ASSIGNMENT
Rewrite the stretch of the items from the start through the line containing "positive clicks: (693, 181)" as a Markdown table with two columns, Row and Line. Give each line its row number and leave out blank lines.

THE DATA

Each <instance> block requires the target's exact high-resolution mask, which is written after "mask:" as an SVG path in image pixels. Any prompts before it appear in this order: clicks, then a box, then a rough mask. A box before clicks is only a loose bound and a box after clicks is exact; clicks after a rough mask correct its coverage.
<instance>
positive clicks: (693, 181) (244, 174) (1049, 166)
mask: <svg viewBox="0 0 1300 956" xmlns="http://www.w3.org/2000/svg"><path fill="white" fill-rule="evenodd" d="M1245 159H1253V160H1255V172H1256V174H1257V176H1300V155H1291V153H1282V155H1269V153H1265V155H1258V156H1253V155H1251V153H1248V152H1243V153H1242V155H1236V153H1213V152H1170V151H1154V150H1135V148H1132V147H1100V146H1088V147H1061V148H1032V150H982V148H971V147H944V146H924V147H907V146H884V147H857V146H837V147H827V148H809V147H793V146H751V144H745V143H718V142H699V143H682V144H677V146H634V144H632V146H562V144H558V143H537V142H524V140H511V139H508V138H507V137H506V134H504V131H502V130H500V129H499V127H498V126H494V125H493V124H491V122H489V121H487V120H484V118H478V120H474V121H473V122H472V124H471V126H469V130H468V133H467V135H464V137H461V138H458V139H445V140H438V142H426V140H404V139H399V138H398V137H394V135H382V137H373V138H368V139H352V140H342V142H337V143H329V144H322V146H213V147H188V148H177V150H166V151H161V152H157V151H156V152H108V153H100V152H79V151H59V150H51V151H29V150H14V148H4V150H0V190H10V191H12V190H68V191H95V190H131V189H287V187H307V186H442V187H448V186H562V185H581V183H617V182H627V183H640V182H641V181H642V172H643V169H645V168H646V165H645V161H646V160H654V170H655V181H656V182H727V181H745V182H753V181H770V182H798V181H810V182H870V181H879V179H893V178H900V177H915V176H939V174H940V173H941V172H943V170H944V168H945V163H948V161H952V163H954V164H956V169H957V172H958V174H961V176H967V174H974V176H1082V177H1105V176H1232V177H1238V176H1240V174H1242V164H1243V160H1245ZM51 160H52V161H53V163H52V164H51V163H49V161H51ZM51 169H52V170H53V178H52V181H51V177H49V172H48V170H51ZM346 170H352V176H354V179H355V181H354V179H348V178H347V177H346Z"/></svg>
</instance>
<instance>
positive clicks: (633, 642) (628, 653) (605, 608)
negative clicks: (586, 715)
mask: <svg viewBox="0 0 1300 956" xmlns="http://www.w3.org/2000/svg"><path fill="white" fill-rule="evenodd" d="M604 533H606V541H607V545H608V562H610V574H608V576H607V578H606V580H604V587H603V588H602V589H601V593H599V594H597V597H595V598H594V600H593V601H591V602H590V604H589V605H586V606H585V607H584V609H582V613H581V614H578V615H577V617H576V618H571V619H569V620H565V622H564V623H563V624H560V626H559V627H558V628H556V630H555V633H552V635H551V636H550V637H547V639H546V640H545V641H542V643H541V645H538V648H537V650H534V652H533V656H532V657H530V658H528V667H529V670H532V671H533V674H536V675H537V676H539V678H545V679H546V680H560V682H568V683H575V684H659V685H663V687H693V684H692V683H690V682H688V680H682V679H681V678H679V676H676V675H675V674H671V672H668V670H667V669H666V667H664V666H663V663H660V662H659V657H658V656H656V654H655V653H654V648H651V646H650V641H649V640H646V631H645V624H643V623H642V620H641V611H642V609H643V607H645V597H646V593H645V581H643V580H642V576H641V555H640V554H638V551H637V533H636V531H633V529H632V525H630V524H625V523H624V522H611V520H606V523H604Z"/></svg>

RESULT
| Row | Line |
|---|---|
| 1 | Each <instance> block requires the target's exact high-resolution mask, which is written after "mask:" as an SVG path in image pixels. Any prompts before it appear in this order: clicks, then a box, then a rough mask. A box before clicks is only a loose bound and a box after clicks is exact; clicks after a rough mask correct its coverage. |
| 2 | <instance> |
| 3 | positive clicks: (693, 181) (244, 174) (1049, 166) |